— BEGIN Supplied material —

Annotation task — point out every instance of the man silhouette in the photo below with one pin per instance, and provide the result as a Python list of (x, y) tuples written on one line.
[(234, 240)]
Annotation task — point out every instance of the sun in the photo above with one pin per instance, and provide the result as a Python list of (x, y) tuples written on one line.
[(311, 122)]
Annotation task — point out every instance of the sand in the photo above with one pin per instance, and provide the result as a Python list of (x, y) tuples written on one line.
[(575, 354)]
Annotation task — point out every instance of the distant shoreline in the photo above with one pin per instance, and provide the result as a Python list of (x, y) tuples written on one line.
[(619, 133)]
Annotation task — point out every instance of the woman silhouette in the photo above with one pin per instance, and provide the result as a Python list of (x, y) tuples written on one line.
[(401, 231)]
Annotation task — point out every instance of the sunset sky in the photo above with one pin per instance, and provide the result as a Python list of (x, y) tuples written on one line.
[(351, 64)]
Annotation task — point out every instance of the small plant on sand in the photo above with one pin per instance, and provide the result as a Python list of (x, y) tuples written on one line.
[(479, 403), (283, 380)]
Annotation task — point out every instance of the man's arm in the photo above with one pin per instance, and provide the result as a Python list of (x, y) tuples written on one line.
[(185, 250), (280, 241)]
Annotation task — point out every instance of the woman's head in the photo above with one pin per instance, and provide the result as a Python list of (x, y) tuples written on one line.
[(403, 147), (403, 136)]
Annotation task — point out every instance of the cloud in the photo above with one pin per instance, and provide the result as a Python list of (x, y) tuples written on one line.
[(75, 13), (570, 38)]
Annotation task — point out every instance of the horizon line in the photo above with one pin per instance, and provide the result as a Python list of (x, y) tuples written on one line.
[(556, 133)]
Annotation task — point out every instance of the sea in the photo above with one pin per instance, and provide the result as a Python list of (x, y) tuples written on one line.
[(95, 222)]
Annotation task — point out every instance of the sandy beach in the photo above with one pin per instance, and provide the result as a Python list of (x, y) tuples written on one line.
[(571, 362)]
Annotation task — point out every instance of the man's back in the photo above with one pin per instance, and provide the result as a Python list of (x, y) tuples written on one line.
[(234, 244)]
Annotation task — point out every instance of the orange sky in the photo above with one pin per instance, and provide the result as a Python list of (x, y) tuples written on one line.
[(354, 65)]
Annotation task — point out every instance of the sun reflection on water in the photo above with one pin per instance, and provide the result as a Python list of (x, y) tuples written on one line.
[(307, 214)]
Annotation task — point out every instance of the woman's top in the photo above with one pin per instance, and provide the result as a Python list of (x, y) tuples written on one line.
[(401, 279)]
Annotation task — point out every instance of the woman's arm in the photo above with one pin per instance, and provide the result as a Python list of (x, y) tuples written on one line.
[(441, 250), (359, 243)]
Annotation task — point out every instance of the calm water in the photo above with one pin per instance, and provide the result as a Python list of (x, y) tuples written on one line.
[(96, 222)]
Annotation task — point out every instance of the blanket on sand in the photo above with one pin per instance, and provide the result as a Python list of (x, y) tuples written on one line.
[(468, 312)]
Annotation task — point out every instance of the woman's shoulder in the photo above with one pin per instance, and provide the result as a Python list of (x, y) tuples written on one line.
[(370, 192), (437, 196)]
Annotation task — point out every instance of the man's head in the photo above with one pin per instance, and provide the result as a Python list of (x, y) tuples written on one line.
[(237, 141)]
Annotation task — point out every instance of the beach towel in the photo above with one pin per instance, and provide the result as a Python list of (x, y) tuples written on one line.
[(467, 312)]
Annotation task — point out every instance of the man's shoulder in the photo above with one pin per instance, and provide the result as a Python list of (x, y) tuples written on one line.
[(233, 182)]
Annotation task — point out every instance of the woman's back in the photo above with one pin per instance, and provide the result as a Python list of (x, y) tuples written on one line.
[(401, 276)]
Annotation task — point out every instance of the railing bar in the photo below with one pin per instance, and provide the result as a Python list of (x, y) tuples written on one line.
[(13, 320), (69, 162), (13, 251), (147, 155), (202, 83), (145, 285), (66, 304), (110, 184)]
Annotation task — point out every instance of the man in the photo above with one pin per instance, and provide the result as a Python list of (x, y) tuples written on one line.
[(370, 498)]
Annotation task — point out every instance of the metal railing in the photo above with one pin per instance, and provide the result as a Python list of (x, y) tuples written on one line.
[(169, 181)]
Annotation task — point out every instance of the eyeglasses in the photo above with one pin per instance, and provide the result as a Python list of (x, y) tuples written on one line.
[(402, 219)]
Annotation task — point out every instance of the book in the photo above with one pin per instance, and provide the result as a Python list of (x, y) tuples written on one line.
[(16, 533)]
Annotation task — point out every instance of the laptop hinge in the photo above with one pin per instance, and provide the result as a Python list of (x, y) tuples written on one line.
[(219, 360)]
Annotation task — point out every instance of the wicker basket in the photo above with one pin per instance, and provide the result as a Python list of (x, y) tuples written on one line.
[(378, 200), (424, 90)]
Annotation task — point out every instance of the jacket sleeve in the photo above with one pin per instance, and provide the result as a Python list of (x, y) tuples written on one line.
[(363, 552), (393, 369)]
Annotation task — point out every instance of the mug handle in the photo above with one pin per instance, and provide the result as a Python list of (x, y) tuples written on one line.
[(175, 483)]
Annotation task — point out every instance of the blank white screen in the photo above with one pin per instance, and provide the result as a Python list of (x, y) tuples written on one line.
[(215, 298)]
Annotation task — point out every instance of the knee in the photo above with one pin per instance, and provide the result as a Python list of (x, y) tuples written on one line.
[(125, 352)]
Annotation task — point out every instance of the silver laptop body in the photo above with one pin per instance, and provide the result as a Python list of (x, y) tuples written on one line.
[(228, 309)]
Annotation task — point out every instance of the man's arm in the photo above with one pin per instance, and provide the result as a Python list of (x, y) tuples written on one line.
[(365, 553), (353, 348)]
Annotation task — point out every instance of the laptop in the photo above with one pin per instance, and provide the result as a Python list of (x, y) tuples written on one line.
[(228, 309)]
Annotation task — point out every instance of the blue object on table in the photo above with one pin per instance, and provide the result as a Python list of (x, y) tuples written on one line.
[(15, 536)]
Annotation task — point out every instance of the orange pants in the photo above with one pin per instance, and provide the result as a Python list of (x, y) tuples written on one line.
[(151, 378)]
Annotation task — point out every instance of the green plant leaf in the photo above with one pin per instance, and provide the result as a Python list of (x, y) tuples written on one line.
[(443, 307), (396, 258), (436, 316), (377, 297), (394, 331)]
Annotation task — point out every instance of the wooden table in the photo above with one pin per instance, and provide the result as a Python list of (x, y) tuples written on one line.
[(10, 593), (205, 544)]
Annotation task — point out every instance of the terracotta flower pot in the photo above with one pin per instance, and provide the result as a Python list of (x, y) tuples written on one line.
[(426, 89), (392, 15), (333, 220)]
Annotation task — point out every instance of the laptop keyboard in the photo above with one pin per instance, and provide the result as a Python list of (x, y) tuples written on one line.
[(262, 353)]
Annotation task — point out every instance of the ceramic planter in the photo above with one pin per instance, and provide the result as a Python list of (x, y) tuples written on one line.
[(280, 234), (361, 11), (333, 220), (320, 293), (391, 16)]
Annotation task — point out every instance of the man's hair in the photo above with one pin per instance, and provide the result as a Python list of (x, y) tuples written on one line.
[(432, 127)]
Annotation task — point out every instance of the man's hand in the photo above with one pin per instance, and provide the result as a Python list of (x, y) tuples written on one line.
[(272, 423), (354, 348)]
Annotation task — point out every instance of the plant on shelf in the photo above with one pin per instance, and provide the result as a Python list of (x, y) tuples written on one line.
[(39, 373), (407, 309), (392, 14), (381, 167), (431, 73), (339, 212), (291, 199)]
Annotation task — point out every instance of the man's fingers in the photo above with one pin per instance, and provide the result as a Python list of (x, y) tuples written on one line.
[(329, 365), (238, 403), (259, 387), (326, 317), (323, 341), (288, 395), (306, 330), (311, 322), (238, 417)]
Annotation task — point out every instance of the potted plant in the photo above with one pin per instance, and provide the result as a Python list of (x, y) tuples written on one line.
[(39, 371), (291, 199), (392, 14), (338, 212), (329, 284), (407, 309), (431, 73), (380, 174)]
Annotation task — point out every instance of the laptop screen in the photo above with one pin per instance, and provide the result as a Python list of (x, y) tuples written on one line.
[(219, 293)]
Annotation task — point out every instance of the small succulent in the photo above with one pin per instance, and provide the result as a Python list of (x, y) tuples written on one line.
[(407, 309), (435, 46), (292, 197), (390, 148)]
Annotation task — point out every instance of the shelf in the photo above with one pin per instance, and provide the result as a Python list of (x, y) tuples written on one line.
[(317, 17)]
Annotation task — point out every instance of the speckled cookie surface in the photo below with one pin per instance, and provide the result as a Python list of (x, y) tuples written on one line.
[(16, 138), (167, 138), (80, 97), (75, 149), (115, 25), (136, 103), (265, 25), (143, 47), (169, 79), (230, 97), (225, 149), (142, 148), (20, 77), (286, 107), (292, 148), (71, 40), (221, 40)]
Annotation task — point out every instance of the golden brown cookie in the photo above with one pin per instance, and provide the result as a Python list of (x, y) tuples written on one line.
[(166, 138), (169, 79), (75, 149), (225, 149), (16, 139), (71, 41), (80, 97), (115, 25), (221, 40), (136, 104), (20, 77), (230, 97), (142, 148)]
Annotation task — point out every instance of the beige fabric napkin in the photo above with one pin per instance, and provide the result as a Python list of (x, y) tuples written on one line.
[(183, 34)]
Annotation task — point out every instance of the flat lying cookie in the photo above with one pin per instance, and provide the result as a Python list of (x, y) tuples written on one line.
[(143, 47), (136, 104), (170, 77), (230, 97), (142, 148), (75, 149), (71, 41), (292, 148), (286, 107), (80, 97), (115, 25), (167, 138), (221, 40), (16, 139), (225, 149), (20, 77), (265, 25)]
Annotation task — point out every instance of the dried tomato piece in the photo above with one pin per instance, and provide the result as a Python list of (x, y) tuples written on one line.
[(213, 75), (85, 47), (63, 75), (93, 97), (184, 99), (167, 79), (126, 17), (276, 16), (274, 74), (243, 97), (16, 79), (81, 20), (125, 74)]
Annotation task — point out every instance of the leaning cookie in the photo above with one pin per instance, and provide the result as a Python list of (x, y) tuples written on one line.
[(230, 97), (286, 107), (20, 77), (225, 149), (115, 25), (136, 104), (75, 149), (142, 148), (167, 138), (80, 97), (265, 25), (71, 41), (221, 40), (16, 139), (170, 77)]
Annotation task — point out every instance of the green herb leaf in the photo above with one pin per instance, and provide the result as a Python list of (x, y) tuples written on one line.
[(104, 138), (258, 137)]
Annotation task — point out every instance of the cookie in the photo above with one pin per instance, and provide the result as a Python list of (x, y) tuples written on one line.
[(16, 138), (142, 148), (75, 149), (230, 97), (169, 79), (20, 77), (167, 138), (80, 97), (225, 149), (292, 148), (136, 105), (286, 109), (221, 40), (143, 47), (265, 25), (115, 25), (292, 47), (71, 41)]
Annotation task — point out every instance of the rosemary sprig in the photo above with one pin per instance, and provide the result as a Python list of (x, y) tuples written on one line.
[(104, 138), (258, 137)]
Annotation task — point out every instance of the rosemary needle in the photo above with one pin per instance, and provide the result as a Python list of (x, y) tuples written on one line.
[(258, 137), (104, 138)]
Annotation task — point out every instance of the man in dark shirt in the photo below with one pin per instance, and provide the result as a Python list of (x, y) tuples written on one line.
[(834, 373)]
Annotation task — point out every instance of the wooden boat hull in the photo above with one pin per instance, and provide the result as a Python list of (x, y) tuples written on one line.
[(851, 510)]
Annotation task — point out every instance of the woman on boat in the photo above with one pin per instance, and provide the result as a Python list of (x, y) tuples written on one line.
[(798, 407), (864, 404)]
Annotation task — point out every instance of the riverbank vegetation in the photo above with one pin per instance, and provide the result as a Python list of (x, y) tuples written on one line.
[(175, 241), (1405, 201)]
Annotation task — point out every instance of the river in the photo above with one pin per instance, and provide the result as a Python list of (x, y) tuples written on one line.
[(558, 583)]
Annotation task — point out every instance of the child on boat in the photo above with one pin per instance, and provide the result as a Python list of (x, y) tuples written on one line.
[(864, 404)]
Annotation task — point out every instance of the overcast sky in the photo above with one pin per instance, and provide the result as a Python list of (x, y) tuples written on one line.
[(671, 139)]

— END Supplied material —

**Work to complete:**
Reproduce word for word everything from the line containing "Annotation task — point out every instance of the woman's arm" down to the line containing "[(96, 222)]", with both of those lines included.

**Correct answer:**
Annotation task — point out every instance of the woman's arm in the photo above with one pin per instance, and provide the result as a Python list of (x, y) tuples written on one line.
[(441, 250), (359, 243)]
Annotation task — point out every instance of the calm water in the photo above with one pin per instance, and provide the result as a Python list of (x, y) tuples written on one line.
[(96, 222)]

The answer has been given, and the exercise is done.